Reproduce the data from its first line to the line with "left=313, top=115, right=328, bottom=126", switching "knit hat" to "wool cap" and leaving everything else unchanged. Omit the pictures.
[START]
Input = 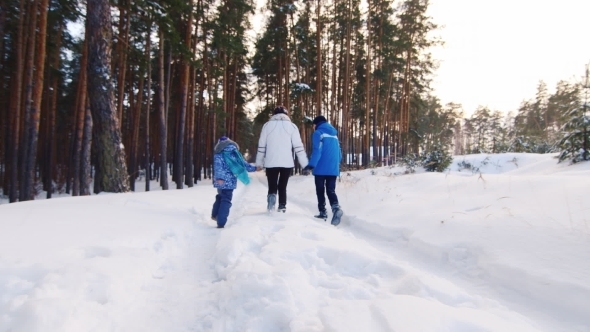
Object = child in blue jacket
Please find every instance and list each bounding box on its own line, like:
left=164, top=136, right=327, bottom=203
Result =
left=303, top=115, right=344, bottom=226
left=211, top=136, right=256, bottom=228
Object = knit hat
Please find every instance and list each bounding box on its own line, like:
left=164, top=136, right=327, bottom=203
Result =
left=272, top=106, right=289, bottom=115
left=313, top=115, right=328, bottom=126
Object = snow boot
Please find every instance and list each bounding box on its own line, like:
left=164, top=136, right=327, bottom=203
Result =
left=314, top=209, right=328, bottom=221
left=330, top=204, right=344, bottom=226
left=266, top=194, right=277, bottom=212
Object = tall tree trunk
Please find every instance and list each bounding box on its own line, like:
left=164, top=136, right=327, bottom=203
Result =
left=9, top=1, right=25, bottom=203
left=129, top=71, right=145, bottom=191
left=363, top=0, right=371, bottom=167
left=145, top=21, right=152, bottom=191
left=174, top=11, right=193, bottom=189
left=80, top=94, right=92, bottom=196
left=316, top=0, right=323, bottom=115
left=86, top=0, right=129, bottom=192
left=116, top=9, right=131, bottom=125
left=340, top=0, right=352, bottom=164
left=19, top=0, right=39, bottom=201
left=45, top=24, right=64, bottom=198
left=71, top=41, right=88, bottom=196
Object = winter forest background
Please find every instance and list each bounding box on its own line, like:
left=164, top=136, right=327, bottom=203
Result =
left=0, top=0, right=590, bottom=202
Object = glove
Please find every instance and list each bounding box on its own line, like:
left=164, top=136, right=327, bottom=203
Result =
left=301, top=165, right=313, bottom=175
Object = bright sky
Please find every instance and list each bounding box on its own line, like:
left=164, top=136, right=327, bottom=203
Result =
left=429, top=0, right=590, bottom=114
left=0, top=154, right=590, bottom=332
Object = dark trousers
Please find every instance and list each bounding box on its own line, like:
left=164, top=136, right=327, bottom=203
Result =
left=211, top=189, right=234, bottom=227
left=266, top=167, right=293, bottom=205
left=315, top=175, right=338, bottom=211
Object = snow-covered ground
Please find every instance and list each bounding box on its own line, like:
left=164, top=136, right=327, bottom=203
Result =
left=0, top=154, right=590, bottom=332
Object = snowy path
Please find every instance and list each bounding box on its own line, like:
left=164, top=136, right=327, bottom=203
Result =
left=199, top=177, right=536, bottom=331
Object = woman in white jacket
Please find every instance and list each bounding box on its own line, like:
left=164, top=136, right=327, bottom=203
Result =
left=256, top=106, right=307, bottom=212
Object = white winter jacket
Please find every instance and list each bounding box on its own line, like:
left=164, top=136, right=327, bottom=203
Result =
left=256, top=113, right=307, bottom=168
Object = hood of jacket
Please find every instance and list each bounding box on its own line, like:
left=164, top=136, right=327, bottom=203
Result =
left=213, top=138, right=240, bottom=153
left=268, top=113, right=291, bottom=122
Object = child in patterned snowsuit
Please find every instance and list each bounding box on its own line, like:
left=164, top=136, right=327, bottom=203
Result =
left=211, top=136, right=256, bottom=228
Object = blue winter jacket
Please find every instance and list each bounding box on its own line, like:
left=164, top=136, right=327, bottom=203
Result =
left=213, top=139, right=256, bottom=189
left=308, top=122, right=342, bottom=176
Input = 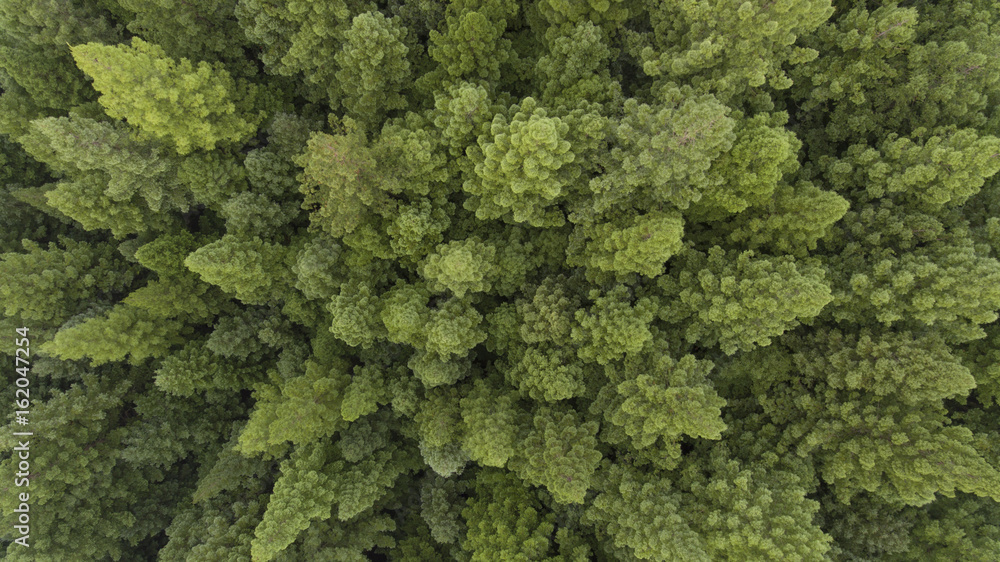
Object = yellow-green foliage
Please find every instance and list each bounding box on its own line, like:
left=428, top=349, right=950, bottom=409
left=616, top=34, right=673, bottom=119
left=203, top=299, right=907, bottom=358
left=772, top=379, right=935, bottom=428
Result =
left=0, top=0, right=1000, bottom=562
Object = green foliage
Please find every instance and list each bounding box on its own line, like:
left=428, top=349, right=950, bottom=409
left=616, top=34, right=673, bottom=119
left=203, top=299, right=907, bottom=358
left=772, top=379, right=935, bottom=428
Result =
left=72, top=37, right=259, bottom=154
left=658, top=246, right=833, bottom=355
left=0, top=0, right=1000, bottom=562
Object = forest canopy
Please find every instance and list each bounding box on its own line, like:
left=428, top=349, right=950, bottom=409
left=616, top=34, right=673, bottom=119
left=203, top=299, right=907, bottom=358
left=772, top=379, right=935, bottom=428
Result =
left=0, top=0, right=1000, bottom=562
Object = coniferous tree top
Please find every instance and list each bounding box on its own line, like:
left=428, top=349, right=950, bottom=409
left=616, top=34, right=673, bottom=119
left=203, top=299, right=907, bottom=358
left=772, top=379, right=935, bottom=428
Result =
left=0, top=0, right=1000, bottom=562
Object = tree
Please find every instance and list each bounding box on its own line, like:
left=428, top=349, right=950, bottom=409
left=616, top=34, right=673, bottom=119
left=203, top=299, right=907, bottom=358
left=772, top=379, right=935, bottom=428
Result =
left=71, top=37, right=260, bottom=154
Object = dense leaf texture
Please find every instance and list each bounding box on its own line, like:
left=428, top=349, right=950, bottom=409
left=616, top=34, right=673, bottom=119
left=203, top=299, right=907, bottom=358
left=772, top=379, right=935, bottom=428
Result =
left=0, top=0, right=1000, bottom=562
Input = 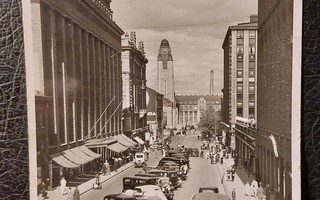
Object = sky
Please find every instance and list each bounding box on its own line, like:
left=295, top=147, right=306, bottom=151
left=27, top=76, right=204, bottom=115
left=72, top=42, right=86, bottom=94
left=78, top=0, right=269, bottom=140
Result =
left=111, top=0, right=258, bottom=95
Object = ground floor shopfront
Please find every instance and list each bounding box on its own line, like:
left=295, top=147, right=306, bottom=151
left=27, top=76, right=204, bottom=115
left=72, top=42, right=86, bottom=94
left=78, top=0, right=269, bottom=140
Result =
left=256, top=130, right=292, bottom=200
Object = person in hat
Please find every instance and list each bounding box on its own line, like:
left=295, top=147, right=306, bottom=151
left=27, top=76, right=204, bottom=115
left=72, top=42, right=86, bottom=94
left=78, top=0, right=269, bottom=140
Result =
left=231, top=187, right=236, bottom=200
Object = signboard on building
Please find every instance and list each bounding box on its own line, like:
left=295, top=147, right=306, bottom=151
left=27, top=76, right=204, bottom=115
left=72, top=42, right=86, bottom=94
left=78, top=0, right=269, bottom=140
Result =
left=269, top=134, right=279, bottom=158
left=230, top=135, right=236, bottom=150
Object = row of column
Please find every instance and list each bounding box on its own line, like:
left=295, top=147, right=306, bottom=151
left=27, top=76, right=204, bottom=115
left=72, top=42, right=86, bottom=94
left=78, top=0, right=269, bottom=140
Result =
left=42, top=5, right=122, bottom=145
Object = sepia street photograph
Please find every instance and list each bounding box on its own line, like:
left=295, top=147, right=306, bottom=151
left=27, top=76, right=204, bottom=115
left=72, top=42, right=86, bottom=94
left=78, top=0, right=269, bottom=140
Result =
left=0, top=0, right=302, bottom=200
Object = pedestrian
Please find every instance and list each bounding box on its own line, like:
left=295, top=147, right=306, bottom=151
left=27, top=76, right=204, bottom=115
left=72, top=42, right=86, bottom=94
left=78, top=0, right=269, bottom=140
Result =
left=231, top=187, right=236, bottom=200
left=221, top=172, right=224, bottom=184
left=60, top=177, right=67, bottom=196
left=114, top=157, right=119, bottom=172
left=73, top=186, right=80, bottom=200
left=101, top=163, right=107, bottom=176
left=257, top=185, right=266, bottom=200
left=245, top=181, right=251, bottom=196
left=104, top=160, right=110, bottom=175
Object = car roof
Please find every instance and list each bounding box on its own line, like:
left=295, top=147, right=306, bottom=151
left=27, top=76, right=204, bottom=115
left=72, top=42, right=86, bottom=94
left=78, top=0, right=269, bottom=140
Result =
left=104, top=193, right=136, bottom=199
left=123, top=176, right=157, bottom=180
left=192, top=192, right=231, bottom=200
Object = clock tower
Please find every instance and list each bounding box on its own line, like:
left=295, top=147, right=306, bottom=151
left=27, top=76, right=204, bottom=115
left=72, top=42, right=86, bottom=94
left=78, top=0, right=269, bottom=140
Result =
left=157, top=39, right=175, bottom=104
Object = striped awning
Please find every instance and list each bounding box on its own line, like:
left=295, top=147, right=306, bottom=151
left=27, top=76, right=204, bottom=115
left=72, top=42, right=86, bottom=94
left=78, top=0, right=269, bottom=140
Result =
left=133, top=136, right=145, bottom=144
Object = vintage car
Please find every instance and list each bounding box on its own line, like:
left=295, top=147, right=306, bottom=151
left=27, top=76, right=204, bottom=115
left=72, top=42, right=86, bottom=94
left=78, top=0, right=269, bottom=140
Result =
left=191, top=192, right=231, bottom=200
left=122, top=176, right=158, bottom=191
left=199, top=187, right=219, bottom=193
left=187, top=148, right=200, bottom=157
left=124, top=185, right=168, bottom=200
left=104, top=194, right=137, bottom=200
left=133, top=152, right=147, bottom=167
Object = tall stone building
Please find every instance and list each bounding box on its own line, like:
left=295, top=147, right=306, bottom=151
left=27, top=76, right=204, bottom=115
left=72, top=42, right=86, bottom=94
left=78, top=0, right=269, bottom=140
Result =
left=256, top=0, right=298, bottom=199
left=31, top=0, right=126, bottom=191
left=157, top=39, right=178, bottom=128
left=121, top=32, right=148, bottom=141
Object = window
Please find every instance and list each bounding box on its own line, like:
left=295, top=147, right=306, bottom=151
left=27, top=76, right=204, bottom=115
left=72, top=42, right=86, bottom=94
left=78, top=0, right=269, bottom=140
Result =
left=237, top=30, right=243, bottom=38
left=237, top=38, right=243, bottom=45
left=249, top=62, right=255, bottom=69
left=237, top=45, right=243, bottom=54
left=237, top=107, right=243, bottom=117
left=249, top=45, right=256, bottom=54
left=237, top=94, right=243, bottom=100
left=249, top=30, right=256, bottom=38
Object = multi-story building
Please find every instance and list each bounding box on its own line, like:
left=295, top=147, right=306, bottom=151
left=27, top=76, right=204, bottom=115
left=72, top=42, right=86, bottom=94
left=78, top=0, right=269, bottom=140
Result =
left=31, top=0, right=125, bottom=191
left=157, top=39, right=177, bottom=128
left=122, top=32, right=148, bottom=145
left=256, top=0, right=295, bottom=199
left=221, top=15, right=258, bottom=169
left=147, top=87, right=163, bottom=144
left=176, top=95, right=221, bottom=127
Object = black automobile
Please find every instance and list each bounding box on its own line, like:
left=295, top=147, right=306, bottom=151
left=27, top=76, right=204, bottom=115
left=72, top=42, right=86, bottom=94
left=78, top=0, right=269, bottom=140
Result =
left=187, top=148, right=199, bottom=157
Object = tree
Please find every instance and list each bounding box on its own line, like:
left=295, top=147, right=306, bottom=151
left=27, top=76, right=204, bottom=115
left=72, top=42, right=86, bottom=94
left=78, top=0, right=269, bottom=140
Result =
left=198, top=106, right=221, bottom=138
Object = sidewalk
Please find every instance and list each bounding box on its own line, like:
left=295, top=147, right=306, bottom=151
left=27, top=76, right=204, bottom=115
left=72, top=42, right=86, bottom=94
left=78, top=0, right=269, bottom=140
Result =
left=215, top=159, right=256, bottom=200
left=38, top=162, right=133, bottom=200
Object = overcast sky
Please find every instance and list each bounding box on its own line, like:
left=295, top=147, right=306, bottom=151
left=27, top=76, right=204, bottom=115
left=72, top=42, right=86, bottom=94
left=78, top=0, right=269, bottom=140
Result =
left=111, top=0, right=258, bottom=94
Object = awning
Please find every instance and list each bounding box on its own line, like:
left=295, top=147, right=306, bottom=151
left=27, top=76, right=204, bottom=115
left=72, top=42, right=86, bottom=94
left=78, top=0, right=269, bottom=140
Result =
left=113, top=134, right=134, bottom=147
left=61, top=149, right=90, bottom=165
left=133, top=136, right=145, bottom=144
left=107, top=142, right=128, bottom=153
left=70, top=147, right=95, bottom=162
left=50, top=153, right=79, bottom=168
left=79, top=145, right=101, bottom=158
left=85, top=137, right=116, bottom=148
left=121, top=134, right=137, bottom=145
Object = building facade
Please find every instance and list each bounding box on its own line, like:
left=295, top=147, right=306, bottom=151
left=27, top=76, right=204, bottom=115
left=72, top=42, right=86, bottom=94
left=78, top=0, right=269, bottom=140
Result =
left=147, top=87, right=164, bottom=144
left=121, top=32, right=148, bottom=140
left=176, top=95, right=221, bottom=127
left=31, top=0, right=124, bottom=188
left=256, top=0, right=293, bottom=199
left=157, top=39, right=178, bottom=128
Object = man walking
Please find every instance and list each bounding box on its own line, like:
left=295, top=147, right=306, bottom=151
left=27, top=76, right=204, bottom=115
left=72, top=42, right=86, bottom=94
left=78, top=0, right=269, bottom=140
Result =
left=231, top=187, right=236, bottom=200
left=60, top=177, right=67, bottom=196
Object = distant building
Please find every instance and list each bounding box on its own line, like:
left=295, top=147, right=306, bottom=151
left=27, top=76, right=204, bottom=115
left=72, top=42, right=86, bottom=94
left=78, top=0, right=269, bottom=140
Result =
left=222, top=15, right=258, bottom=125
left=220, top=15, right=258, bottom=170
left=31, top=0, right=124, bottom=189
left=176, top=95, right=221, bottom=126
left=146, top=87, right=164, bottom=144
left=157, top=39, right=177, bottom=128
left=121, top=32, right=148, bottom=140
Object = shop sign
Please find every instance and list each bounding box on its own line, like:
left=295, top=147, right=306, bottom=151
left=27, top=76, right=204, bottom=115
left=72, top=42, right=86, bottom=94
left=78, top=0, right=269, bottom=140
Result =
left=269, top=134, right=279, bottom=158
left=230, top=135, right=236, bottom=150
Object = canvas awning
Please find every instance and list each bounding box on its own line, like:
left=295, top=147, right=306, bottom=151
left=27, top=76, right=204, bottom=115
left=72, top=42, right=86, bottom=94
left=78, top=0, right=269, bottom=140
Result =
left=79, top=145, right=101, bottom=158
left=50, top=153, right=79, bottom=168
left=133, top=136, right=145, bottom=144
left=113, top=134, right=134, bottom=147
left=121, top=134, right=137, bottom=145
left=107, top=142, right=128, bottom=153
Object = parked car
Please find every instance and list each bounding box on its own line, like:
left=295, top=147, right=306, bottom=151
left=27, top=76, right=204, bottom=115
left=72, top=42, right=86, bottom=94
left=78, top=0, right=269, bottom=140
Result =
left=104, top=194, right=137, bottom=200
left=187, top=148, right=200, bottom=157
left=191, top=192, right=231, bottom=200
left=124, top=185, right=168, bottom=200
left=133, top=152, right=147, bottom=167
left=122, top=176, right=158, bottom=191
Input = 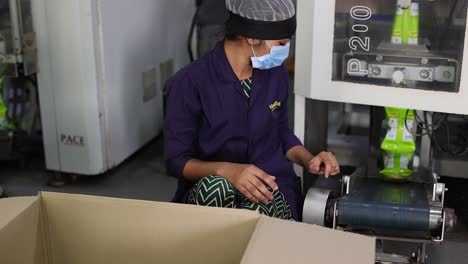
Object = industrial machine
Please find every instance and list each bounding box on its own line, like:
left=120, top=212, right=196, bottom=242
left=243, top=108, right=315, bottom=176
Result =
left=33, top=0, right=195, bottom=178
left=295, top=0, right=468, bottom=263
left=295, top=0, right=468, bottom=114
left=0, top=0, right=40, bottom=161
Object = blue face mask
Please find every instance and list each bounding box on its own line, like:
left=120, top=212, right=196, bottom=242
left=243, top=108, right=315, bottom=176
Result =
left=251, top=41, right=290, bottom=70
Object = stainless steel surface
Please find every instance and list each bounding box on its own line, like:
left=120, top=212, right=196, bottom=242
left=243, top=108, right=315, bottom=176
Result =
left=302, top=188, right=330, bottom=226
left=432, top=212, right=446, bottom=243
left=361, top=61, right=456, bottom=82
left=433, top=156, right=468, bottom=179
left=375, top=253, right=411, bottom=264
left=429, top=207, right=443, bottom=230
left=342, top=176, right=351, bottom=195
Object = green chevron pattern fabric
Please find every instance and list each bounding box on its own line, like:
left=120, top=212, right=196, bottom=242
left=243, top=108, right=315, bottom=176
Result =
left=187, top=176, right=292, bottom=220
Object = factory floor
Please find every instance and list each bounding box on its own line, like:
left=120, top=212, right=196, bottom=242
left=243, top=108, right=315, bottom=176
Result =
left=0, top=135, right=468, bottom=264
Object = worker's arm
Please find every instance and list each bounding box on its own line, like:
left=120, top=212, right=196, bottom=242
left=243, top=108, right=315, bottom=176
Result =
left=278, top=67, right=340, bottom=177
left=286, top=146, right=340, bottom=178
left=183, top=159, right=278, bottom=203
left=164, top=75, right=278, bottom=203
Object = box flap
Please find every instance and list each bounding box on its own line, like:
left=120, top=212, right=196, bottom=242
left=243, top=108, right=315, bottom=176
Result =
left=0, top=197, right=45, bottom=264
left=0, top=196, right=38, bottom=230
left=241, top=217, right=375, bottom=264
left=42, top=193, right=260, bottom=264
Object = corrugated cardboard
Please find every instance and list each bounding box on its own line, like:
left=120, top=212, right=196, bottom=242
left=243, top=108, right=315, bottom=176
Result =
left=0, top=193, right=375, bottom=264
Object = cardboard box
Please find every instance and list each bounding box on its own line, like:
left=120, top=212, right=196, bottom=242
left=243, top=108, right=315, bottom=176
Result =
left=0, top=193, right=375, bottom=264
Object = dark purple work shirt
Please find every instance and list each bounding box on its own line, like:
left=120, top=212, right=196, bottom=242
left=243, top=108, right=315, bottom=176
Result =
left=165, top=42, right=302, bottom=220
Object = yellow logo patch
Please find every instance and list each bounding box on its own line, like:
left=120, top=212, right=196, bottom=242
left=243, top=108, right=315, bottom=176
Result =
left=270, top=101, right=281, bottom=112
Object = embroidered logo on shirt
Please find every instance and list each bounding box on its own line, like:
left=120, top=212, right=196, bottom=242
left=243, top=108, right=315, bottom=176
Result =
left=270, top=101, right=281, bottom=112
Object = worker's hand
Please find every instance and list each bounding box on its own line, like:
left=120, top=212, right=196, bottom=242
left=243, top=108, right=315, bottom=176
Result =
left=221, top=163, right=278, bottom=204
left=307, top=152, right=340, bottom=178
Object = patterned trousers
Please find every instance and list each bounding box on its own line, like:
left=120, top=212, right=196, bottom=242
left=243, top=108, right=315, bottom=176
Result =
left=187, top=176, right=293, bottom=220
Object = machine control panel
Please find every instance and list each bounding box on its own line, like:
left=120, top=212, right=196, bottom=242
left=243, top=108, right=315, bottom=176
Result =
left=295, top=0, right=468, bottom=114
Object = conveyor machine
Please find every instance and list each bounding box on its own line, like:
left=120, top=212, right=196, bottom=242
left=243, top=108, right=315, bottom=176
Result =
left=303, top=170, right=456, bottom=263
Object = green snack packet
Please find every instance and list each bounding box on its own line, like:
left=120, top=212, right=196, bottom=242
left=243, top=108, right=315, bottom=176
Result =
left=0, top=76, right=9, bottom=130
left=380, top=107, right=416, bottom=181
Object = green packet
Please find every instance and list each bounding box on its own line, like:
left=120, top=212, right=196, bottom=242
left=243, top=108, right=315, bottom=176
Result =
left=380, top=107, right=416, bottom=181
left=0, top=77, right=9, bottom=130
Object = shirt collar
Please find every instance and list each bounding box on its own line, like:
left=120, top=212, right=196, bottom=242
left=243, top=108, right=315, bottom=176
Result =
left=214, top=41, right=245, bottom=82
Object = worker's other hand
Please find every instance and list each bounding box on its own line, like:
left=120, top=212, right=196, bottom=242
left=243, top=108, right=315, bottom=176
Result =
left=307, top=151, right=340, bottom=178
left=222, top=163, right=278, bottom=204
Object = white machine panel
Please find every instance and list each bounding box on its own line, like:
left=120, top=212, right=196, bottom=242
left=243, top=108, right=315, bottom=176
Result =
left=295, top=0, right=468, bottom=114
left=34, top=0, right=195, bottom=175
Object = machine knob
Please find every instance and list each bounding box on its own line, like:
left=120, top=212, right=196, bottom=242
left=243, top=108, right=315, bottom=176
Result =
left=392, top=70, right=405, bottom=84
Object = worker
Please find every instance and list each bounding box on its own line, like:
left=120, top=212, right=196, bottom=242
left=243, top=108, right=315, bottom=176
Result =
left=165, top=0, right=340, bottom=221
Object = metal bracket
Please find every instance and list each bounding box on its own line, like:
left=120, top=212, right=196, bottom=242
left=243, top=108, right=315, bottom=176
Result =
left=432, top=183, right=447, bottom=207
left=432, top=211, right=445, bottom=243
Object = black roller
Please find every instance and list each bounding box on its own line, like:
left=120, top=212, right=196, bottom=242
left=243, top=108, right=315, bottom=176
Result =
left=337, top=180, right=430, bottom=232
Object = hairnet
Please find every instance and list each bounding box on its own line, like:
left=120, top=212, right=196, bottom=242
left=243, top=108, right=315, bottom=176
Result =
left=226, top=0, right=296, bottom=40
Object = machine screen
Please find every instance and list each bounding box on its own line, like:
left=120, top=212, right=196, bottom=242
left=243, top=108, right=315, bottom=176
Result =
left=332, top=0, right=468, bottom=93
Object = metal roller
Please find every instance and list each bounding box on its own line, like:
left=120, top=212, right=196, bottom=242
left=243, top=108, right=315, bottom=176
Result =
left=302, top=188, right=331, bottom=226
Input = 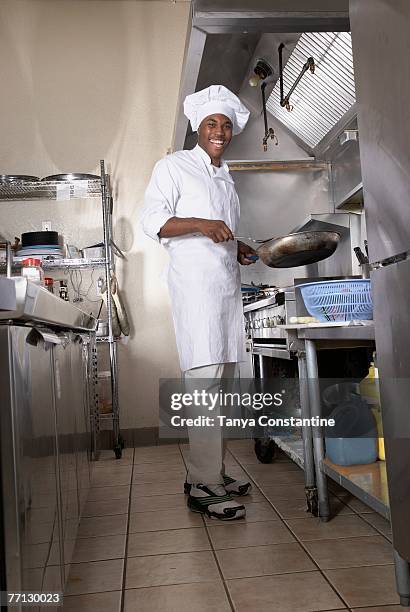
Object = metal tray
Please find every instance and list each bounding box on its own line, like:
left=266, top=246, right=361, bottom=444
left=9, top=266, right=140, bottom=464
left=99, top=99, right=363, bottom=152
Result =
left=0, top=174, right=40, bottom=185
left=41, top=172, right=101, bottom=182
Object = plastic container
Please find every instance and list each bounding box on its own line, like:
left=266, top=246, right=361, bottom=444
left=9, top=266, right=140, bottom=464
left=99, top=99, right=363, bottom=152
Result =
left=298, top=279, right=373, bottom=323
left=360, top=363, right=386, bottom=461
left=21, top=257, right=44, bottom=285
left=325, top=385, right=377, bottom=465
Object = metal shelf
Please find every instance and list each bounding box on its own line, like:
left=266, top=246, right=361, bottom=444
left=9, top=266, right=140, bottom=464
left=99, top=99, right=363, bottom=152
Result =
left=0, top=179, right=101, bottom=202
left=0, top=255, right=106, bottom=271
left=272, top=434, right=305, bottom=470
left=321, top=459, right=390, bottom=519
left=41, top=258, right=106, bottom=270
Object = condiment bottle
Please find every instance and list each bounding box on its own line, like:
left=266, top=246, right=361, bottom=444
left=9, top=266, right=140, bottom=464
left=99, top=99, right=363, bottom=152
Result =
left=21, top=257, right=44, bottom=285
left=59, top=281, right=69, bottom=302
left=44, top=276, right=54, bottom=293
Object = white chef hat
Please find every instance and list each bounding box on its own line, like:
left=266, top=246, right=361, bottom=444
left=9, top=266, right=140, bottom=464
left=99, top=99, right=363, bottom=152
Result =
left=184, top=85, right=249, bottom=135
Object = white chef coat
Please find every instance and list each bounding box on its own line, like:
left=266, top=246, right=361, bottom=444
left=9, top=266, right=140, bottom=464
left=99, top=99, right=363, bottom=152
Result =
left=142, top=145, right=245, bottom=371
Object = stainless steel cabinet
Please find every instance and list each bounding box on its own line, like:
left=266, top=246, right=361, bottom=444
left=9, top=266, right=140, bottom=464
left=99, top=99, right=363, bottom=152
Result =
left=0, top=325, right=91, bottom=604
left=0, top=326, right=63, bottom=591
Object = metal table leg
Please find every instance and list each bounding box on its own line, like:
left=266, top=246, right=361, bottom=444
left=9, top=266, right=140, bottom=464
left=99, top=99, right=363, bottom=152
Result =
left=305, top=340, right=330, bottom=521
left=259, top=355, right=265, bottom=378
left=298, top=351, right=318, bottom=516
left=394, top=550, right=410, bottom=608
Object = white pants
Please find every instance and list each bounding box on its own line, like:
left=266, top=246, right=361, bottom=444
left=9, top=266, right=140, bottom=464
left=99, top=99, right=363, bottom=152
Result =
left=184, top=363, right=238, bottom=485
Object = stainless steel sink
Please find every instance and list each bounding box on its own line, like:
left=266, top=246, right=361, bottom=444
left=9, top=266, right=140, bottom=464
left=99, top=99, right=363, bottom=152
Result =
left=0, top=276, right=97, bottom=331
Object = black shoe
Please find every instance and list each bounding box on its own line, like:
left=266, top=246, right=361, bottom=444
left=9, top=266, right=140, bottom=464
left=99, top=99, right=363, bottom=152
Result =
left=187, top=484, right=246, bottom=521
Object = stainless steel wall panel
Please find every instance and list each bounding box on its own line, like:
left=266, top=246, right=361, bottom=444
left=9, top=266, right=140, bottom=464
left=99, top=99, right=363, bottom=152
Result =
left=350, top=0, right=410, bottom=261
left=372, top=261, right=410, bottom=561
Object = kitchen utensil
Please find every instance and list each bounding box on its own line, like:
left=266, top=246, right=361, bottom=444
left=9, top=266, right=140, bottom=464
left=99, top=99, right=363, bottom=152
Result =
left=353, top=247, right=367, bottom=265
left=235, top=231, right=340, bottom=268
left=111, top=276, right=130, bottom=336
left=21, top=232, right=59, bottom=247
left=298, top=279, right=373, bottom=322
left=0, top=174, right=40, bottom=184
left=96, top=320, right=108, bottom=337
left=41, top=172, right=101, bottom=182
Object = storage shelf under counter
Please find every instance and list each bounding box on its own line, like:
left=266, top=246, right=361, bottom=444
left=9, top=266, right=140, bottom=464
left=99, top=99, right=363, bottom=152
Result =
left=322, top=458, right=390, bottom=520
[END]
- RESPONSE FOR THIS EXERCISE:
Input = 
Object = child in blue jacket
Please find every instance and list each bounding box on its own line, like:
left=164, top=136, right=327, bottom=203
Result =
left=303, top=115, right=344, bottom=226
left=211, top=136, right=256, bottom=228
Object = wool cap
Please find every instance and list each bounding box on its own line, like:
left=164, top=136, right=327, bottom=203
Result =
left=272, top=106, right=289, bottom=115
left=313, top=115, right=328, bottom=126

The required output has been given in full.